Action item:
Copy the part of the passage on picking an embedded systems design book from "A book about how" to "technology building blocks.", word for word.

(Selected passage)

How To Pick A Good Embedded Systems Design Book

If you want to know if an embedded system design book really talks about everything you need to know, I recommend you look for the word "watchdog" in the index. If it's not there, move on to the next book.

Let me explain...

There is a lot of confusion in the education and book market about the difference between learning about the underlying technology of embedded systems and learning how to build embedded systems. I think the difference is critical, because you are going to have trouble succeeding with complex embedded system projects if you are missing skills in the area of system integration and system architecture.

A book about the technology of embedded systems talks about how microcontrollers work, how analog to digital conversion works, interrupts, assembly language, and those sorts of things. In other words, it gives you the building blocks of the basic technology. This is essential information. But, it isn't enough to succeed when you get beyond relatively small and simple projects. If you took a course in college that was a typical entry-level "Introduction to Microcontrollers" course, this is what you might have seen. Again, it was essential, but far from complete.

A book about how to build embedded systems also talks about the parts that make the system function as a whole. For example, it explains how to address difficult areas such as concurrency management, reliability, software design, and real time scheduling. It need not go into serious depth about underlying theory if it is an introductory book, but it should at least give some commonly used design patterns, such as using a watchdog timer. In other words, it helps you understand the system level picture for building solid applications rather than just giving the basic technology building blocks.

(End Selected passage)
(Exercise data)

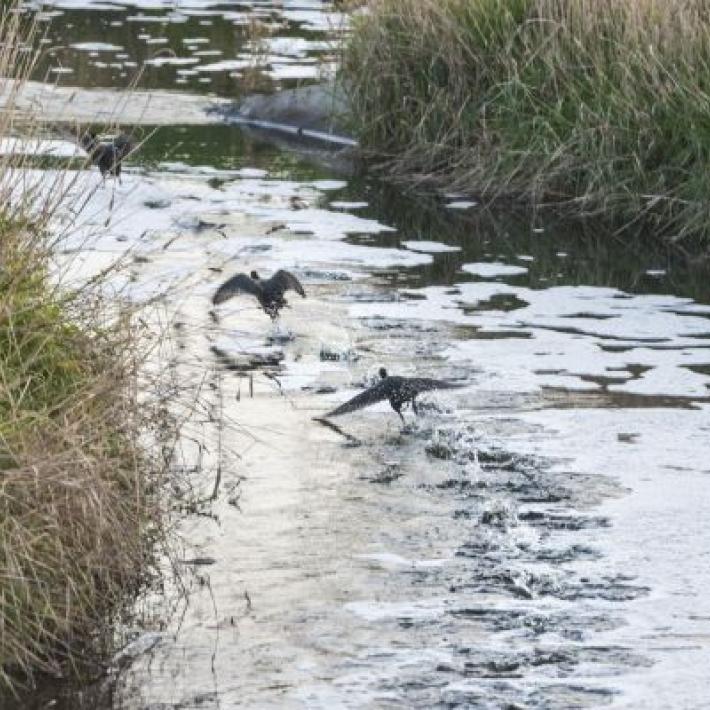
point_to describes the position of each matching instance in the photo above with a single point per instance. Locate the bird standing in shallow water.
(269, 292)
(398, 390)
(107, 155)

(End Exercise data)
(Exercise data)

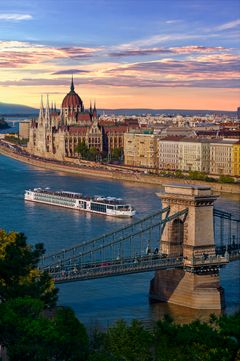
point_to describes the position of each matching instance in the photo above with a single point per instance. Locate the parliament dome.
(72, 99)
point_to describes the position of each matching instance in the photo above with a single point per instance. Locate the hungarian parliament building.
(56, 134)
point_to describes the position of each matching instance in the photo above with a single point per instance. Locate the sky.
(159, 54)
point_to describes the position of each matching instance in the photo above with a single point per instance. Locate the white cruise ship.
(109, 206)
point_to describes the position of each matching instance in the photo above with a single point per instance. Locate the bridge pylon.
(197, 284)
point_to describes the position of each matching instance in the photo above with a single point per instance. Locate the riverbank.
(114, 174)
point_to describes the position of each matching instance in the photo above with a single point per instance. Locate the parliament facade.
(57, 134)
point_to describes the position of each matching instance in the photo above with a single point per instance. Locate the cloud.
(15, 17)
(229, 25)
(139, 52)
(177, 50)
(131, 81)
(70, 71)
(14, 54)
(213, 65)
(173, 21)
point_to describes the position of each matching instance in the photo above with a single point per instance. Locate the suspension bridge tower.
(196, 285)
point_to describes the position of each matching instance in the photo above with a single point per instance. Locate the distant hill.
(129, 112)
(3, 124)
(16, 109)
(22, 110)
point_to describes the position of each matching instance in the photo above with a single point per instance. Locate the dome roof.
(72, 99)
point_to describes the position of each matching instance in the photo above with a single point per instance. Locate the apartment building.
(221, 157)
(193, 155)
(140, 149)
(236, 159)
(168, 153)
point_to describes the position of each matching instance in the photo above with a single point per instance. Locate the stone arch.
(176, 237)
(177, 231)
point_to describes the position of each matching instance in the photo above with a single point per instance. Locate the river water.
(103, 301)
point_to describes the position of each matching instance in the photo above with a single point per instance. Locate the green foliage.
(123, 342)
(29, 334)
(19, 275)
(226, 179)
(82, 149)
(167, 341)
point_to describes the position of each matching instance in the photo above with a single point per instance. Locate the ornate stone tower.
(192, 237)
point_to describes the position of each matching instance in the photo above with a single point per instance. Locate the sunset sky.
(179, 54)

(End Exercise data)

Result:
A book about how to build embedded systems also talks about the parts that make the system function as a whole. For example, it explains how to address difficult areas such as concurrency management, reliability, software design, and real time scheduling. It need not go into serious depth about underlying theory if it is an introductory book, but it should at least give some commonly used design patterns, such as using a watchdog timer. In other words, it helps you understand the system level picture for building solid applications rather than just giving the basic technology building blocks.